Cook advises providers to start from their use case.
“If you’re working in population health and whole-person care, you’re going to want the ability to do risk adjustments and get that data back at the point of care. You’re going to want to drive additional insights (quality gaps) back at the point of care and does your FHIR server and your mapping have that defined?,” explained Cook.
He says in the case of risk, there is no definition that will map to specific risk in FHIR currently so you’ll have to use an extension (customization).
The industry is also starting to knock down doors of data blocking, but the effort is still focused on encounter-based medical records, which aren’t a whole-person care aggregate.
Cook outlines a few issues of concern:
- How to manage risk contracts?
- How to do analytics across the network?
- How to get measure calculations and get them back into the point of care?
“Is FHIR going to solve them? The answer is no,” he said. “Not that it can’t solve it, but it’s not a silver bullet out of the box, you’re going to have to do some work.”

## Provided information
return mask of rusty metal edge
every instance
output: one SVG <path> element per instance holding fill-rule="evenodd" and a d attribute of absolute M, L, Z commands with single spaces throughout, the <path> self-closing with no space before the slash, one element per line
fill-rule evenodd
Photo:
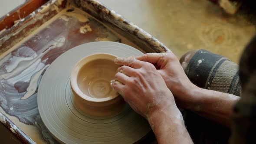
<path fill-rule="evenodd" d="M 30 138 L 18 128 L 5 115 L 0 112 L 0 121 L 24 144 L 36 144 Z"/>

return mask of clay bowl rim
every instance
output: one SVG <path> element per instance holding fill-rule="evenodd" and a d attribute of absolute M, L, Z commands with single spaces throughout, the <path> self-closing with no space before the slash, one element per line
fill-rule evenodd
<path fill-rule="evenodd" d="M 92 58 L 90 59 L 90 57 Z M 101 58 L 99 59 L 100 57 Z M 111 60 L 114 62 L 114 60 L 115 58 L 118 57 L 113 55 L 112 55 L 107 53 L 96 53 L 90 55 L 86 56 L 84 58 L 82 59 L 79 60 L 75 66 L 73 68 L 71 72 L 71 75 L 70 77 L 70 85 L 72 88 L 73 89 L 75 94 L 83 98 L 83 99 L 91 101 L 91 102 L 105 102 L 112 100 L 119 96 L 119 95 L 116 95 L 115 96 L 108 96 L 104 98 L 92 98 L 89 96 L 85 94 L 79 88 L 78 85 L 77 84 L 77 77 L 78 76 L 80 70 L 84 65 L 88 63 L 89 62 L 92 62 L 93 60 L 100 59 L 105 59 Z M 110 82 L 109 82 L 110 83 Z"/>

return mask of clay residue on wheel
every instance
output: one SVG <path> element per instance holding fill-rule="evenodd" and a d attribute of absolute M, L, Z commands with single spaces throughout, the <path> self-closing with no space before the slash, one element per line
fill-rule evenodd
<path fill-rule="evenodd" d="M 14 49 L 11 52 L 0 56 L 0 106 L 4 111 L 1 111 L 22 123 L 36 123 L 39 114 L 38 88 L 48 65 L 66 51 L 98 38 L 119 41 L 115 34 L 83 11 L 73 8 L 74 10 L 66 11 L 70 9 L 63 10 L 31 33 L 11 48 Z M 78 13 L 78 18 L 75 16 Z M 89 26 L 90 29 L 79 33 L 80 28 L 85 26 Z M 29 131 L 34 129 L 24 128 L 22 130 L 33 137 Z"/>

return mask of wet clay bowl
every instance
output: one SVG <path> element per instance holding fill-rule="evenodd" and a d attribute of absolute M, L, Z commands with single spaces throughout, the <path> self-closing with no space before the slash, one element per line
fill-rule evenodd
<path fill-rule="evenodd" d="M 79 61 L 71 72 L 75 105 L 86 114 L 108 117 L 119 113 L 124 101 L 110 85 L 118 66 L 117 57 L 107 53 L 89 55 Z"/>

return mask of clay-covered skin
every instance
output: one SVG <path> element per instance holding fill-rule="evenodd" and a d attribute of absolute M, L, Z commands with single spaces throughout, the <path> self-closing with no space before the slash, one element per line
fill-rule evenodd
<path fill-rule="evenodd" d="M 184 62 L 187 62 L 193 53 L 185 54 L 187 58 L 182 57 L 181 65 L 185 64 Z M 196 86 L 189 80 L 178 59 L 172 52 L 148 53 L 136 59 L 150 62 L 158 68 L 180 106 L 223 125 L 230 126 L 232 108 L 239 97 Z"/>
<path fill-rule="evenodd" d="M 110 85 L 118 65 L 113 61 L 100 59 L 86 64 L 80 70 L 77 78 L 79 89 L 85 95 L 102 98 L 116 95 Z"/>
<path fill-rule="evenodd" d="M 132 58 L 117 58 L 114 89 L 148 121 L 159 144 L 192 144 L 174 98 L 156 67 Z"/>

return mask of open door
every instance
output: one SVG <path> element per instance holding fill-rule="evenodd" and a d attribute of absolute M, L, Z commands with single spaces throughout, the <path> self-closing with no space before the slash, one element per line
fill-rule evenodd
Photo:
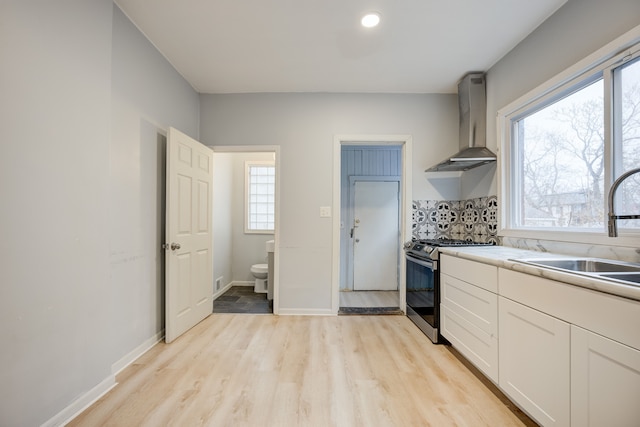
<path fill-rule="evenodd" d="M 170 128 L 167 138 L 165 341 L 212 311 L 213 151 Z"/>

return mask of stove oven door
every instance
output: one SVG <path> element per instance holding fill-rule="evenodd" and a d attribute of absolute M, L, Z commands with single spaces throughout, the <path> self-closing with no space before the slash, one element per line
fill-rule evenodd
<path fill-rule="evenodd" d="M 407 316 L 434 343 L 438 342 L 440 289 L 437 261 L 406 254 Z"/>

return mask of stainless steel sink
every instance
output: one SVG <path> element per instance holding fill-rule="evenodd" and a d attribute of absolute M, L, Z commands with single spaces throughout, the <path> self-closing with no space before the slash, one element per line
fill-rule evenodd
<path fill-rule="evenodd" d="M 621 261 L 608 261 L 593 258 L 580 259 L 518 259 L 514 261 L 541 267 L 557 268 L 581 273 L 604 272 L 640 272 L 640 265 Z"/>
<path fill-rule="evenodd" d="M 640 264 L 632 262 L 600 258 L 519 258 L 511 261 L 640 286 Z"/>
<path fill-rule="evenodd" d="M 608 279 L 620 280 L 623 282 L 637 283 L 640 285 L 640 273 L 602 273 L 601 277 Z"/>

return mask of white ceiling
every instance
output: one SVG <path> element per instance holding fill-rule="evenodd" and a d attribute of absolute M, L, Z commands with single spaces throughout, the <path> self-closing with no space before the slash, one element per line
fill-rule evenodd
<path fill-rule="evenodd" d="M 455 93 L 565 2 L 116 0 L 201 93 Z"/>

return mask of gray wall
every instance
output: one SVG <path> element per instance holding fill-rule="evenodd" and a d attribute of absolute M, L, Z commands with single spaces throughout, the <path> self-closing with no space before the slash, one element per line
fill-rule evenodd
<path fill-rule="evenodd" d="M 487 72 L 487 146 L 495 150 L 500 108 L 640 24 L 638 0 L 569 0 Z M 476 185 L 469 174 L 462 193 Z M 495 174 L 490 194 L 496 194 Z"/>
<path fill-rule="evenodd" d="M 455 95 L 201 95 L 207 145 L 280 146 L 280 302 L 282 310 L 331 309 L 331 206 L 336 134 L 413 136 L 413 197 L 438 198 L 422 171 L 455 152 Z M 444 196 L 447 198 L 447 196 Z M 333 207 L 334 215 L 339 206 Z"/>
<path fill-rule="evenodd" d="M 111 0 L 0 4 L 0 425 L 51 420 L 163 328 L 162 135 L 198 95 Z"/>

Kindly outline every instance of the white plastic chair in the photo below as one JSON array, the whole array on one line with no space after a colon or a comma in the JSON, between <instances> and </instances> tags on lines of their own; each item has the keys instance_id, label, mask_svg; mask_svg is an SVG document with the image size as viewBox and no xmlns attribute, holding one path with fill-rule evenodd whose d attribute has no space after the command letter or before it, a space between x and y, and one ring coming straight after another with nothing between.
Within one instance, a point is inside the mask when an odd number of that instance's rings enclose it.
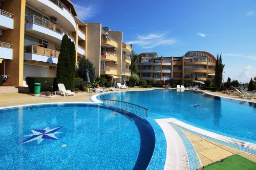
<instances>
[{"instance_id":1,"label":"white plastic chair","mask_svg":"<svg viewBox=\"0 0 256 170\"><path fill-rule=\"evenodd\" d=\"M75 93L72 92L70 90L66 90L64 84L59 83L58 84L58 87L59 88L59 94L63 94L63 95L74 95Z\"/></svg>"}]
</instances>

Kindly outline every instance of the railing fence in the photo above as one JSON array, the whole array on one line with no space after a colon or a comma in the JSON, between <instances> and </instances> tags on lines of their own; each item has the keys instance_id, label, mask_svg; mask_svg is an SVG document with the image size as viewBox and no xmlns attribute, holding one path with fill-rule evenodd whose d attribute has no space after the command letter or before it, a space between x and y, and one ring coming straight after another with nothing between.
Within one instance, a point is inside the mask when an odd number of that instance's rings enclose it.
<instances>
[{"instance_id":1,"label":"railing fence","mask_svg":"<svg viewBox=\"0 0 256 170\"><path fill-rule=\"evenodd\" d=\"M103 99L104 106L112 106L119 108L130 111L135 114L138 114L147 117L148 109L136 105L131 103L117 101L111 99Z\"/></svg>"}]
</instances>

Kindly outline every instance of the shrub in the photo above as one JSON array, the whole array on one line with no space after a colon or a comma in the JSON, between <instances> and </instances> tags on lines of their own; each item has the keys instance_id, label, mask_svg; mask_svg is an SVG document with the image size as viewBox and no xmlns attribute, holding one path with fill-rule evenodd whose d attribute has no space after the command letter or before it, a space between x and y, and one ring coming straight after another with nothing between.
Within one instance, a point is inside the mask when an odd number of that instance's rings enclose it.
<instances>
[{"instance_id":1,"label":"shrub","mask_svg":"<svg viewBox=\"0 0 256 170\"><path fill-rule=\"evenodd\" d=\"M88 59L84 57L80 58L78 61L77 67L77 73L79 77L83 79L84 81L88 81L87 71L89 74L90 81L93 82L95 79L95 67L93 63L90 61Z\"/></svg>"},{"instance_id":2,"label":"shrub","mask_svg":"<svg viewBox=\"0 0 256 170\"><path fill-rule=\"evenodd\" d=\"M82 91L88 91L88 89L92 88L92 84L83 83L83 82L82 82L80 85L79 89Z\"/></svg>"},{"instance_id":3,"label":"shrub","mask_svg":"<svg viewBox=\"0 0 256 170\"><path fill-rule=\"evenodd\" d=\"M82 78L75 78L74 79L74 89L80 89L82 82Z\"/></svg>"},{"instance_id":4,"label":"shrub","mask_svg":"<svg viewBox=\"0 0 256 170\"><path fill-rule=\"evenodd\" d=\"M0 85L3 83L3 76L0 76Z\"/></svg>"},{"instance_id":5,"label":"shrub","mask_svg":"<svg viewBox=\"0 0 256 170\"><path fill-rule=\"evenodd\" d=\"M206 87L211 87L211 81L210 80L206 80L204 82L204 85Z\"/></svg>"},{"instance_id":6,"label":"shrub","mask_svg":"<svg viewBox=\"0 0 256 170\"><path fill-rule=\"evenodd\" d=\"M240 85L239 82L237 80L234 80L231 82L231 85L234 87L238 87Z\"/></svg>"},{"instance_id":7,"label":"shrub","mask_svg":"<svg viewBox=\"0 0 256 170\"><path fill-rule=\"evenodd\" d=\"M145 88L147 87L146 81L145 80L141 80L140 82L140 87Z\"/></svg>"},{"instance_id":8,"label":"shrub","mask_svg":"<svg viewBox=\"0 0 256 170\"><path fill-rule=\"evenodd\" d=\"M114 82L106 82L105 83L105 87L112 87L111 85L114 85Z\"/></svg>"},{"instance_id":9,"label":"shrub","mask_svg":"<svg viewBox=\"0 0 256 170\"><path fill-rule=\"evenodd\" d=\"M139 83L140 81L140 77L139 75L136 74L132 74L129 78L130 85L131 87L134 87L136 84Z\"/></svg>"},{"instance_id":10,"label":"shrub","mask_svg":"<svg viewBox=\"0 0 256 170\"><path fill-rule=\"evenodd\" d=\"M26 83L29 86L30 93L34 93L34 85L35 83L41 84L41 91L46 90L51 91L53 86L53 91L58 90L58 85L56 78L53 77L27 77L25 78ZM80 84L82 84L82 79L76 78L74 79L74 85L75 88L79 88ZM46 83L46 81L47 83ZM67 88L67 87L66 87ZM69 89L67 88L67 89Z\"/></svg>"},{"instance_id":11,"label":"shrub","mask_svg":"<svg viewBox=\"0 0 256 170\"><path fill-rule=\"evenodd\" d=\"M151 79L150 79L148 80L148 84L155 84L155 83L156 83L156 79L153 78L151 78Z\"/></svg>"},{"instance_id":12,"label":"shrub","mask_svg":"<svg viewBox=\"0 0 256 170\"><path fill-rule=\"evenodd\" d=\"M99 85L100 87L105 87L105 83L106 82L106 79L103 77L98 76L95 78L95 80L93 83L93 86L96 87Z\"/></svg>"}]
</instances>

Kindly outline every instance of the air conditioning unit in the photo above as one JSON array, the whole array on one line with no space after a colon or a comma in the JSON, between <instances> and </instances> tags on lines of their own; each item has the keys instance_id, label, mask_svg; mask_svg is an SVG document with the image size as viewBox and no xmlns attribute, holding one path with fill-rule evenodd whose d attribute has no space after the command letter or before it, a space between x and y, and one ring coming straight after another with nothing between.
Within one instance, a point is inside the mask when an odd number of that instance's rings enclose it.
<instances>
[{"instance_id":1,"label":"air conditioning unit","mask_svg":"<svg viewBox=\"0 0 256 170\"><path fill-rule=\"evenodd\" d=\"M57 19L57 18L54 17L54 16L52 16L51 17L51 21L52 22L53 22L54 23L58 23L58 19Z\"/></svg>"},{"instance_id":2,"label":"air conditioning unit","mask_svg":"<svg viewBox=\"0 0 256 170\"><path fill-rule=\"evenodd\" d=\"M50 66L49 69L57 69L57 67L56 66Z\"/></svg>"}]
</instances>

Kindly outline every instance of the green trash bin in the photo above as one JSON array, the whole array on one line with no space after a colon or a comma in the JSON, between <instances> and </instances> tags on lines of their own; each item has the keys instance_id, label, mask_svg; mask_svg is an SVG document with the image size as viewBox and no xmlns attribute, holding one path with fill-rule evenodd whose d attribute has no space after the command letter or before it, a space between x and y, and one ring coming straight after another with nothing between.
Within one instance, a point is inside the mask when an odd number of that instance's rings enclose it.
<instances>
[{"instance_id":1,"label":"green trash bin","mask_svg":"<svg viewBox=\"0 0 256 170\"><path fill-rule=\"evenodd\" d=\"M41 92L41 84L35 83L34 84L34 95L39 96Z\"/></svg>"}]
</instances>

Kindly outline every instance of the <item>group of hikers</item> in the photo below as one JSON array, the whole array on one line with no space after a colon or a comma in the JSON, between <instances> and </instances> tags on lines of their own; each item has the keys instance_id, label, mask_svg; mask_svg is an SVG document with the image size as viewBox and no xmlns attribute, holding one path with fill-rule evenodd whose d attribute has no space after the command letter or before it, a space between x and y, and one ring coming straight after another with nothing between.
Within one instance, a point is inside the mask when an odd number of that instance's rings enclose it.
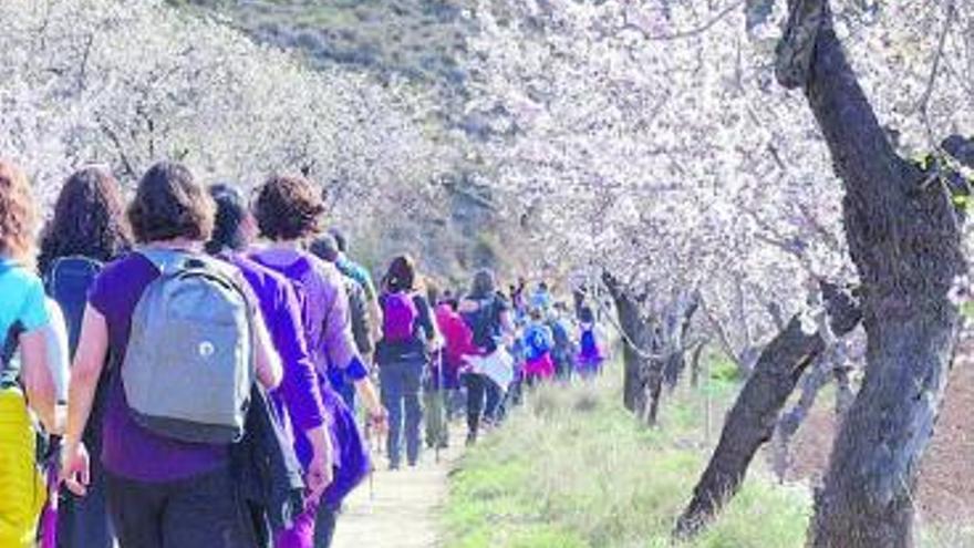
<instances>
[{"instance_id":1,"label":"group of hikers","mask_svg":"<svg viewBox=\"0 0 974 548\"><path fill-rule=\"evenodd\" d=\"M376 287L324 211L300 176L245 198L163 162L126 205L86 167L38 245L0 161L0 546L328 547L370 437L415 466L463 392L476 443L521 385L598 374L583 302L439 291L408 256Z\"/></svg>"}]
</instances>

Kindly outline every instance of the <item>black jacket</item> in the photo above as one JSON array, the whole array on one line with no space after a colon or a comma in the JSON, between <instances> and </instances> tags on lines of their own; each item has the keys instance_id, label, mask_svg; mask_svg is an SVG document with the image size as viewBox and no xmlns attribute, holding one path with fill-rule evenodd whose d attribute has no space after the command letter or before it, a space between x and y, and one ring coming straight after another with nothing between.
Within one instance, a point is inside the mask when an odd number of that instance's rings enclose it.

## Work instruction 1
Answer these questions about the FHIR excerpt:
(a) According to Cook, what should providers start from?
(b) Since no FHIR definition currently maps to specific risk, what will have to be used?
(c) What are industry efforts against data blocking still focused on?
## Work instruction 2
In the FHIR excerpt, rewrite the passage from "Cook advises providers" to "manage risk contracts?", changing "providers" to "health systems".
## Work instruction 3
Carry the excerpt on FHIR forward from its final sentence.

## Answer 1
(a) Their use case.
(b) An extension (customization).
(c) Encounter-based medical records, which aren't a whole-person care aggregate.

## Answer 2
Cook advises health systems to start from their use case.
“If you’re working in population health and whole-person care, you’re going to want the ability to do risk adjustments and get that data back at the point of care. You’re going to want to drive additional insights (quality gaps) back at the point of care and does your FHIR server and your mapping have that defined?,” explained Cook.
He says in the case of risk, there is no definition that will map to specific risk in FHIR currently so you’ll have to use an extension (customization).
The industry is also starting to knock down doors of data blocking, but the effort is still focused on encounter-based medical records, which aren’t a whole-person care aggregate.
Cook outlines a few issues of concern:
- How to manage risk contracts?

## Answer 3
What FHIR and other interoperability standards do solve
FHIR has helped the industry achieve several levels of success. Through interoperability, we’ve seen:
More opportunities for capturing data in social determinants of health (SDoH) and health equity — when all of the providers are on the same assessment they can more easily normalize data.
“Get a library of standard assessments and start a committee of providers and vote on the assessment you want to use in your community,” said Kohl-Grant. “Get the person in the front lines in that meeting — they’re the ones that talk to the individuals and can understand if a question is too uncomfortable.”
Smith-Elion notes the industry is now required to collect this type of data that was not enforced previously.
“You need to think about how you’re capturing and governing that data so that when you’re participating in ACO Reach or other government initiatives you’re actually achieving whole-person care,” he added.
Kohl-Grant thinks incentivizing providers is very important.
“I know that there’s not a national program that incentivizes providers to do those assessments or capture Z codes, but if you can get a grant for a mini meaningful use for your providers it’s going to make a huge difference in that data capturing functionality,” she said.
Enhanced data capture and sharing — providers are able to tap into insights from other providers and health networks.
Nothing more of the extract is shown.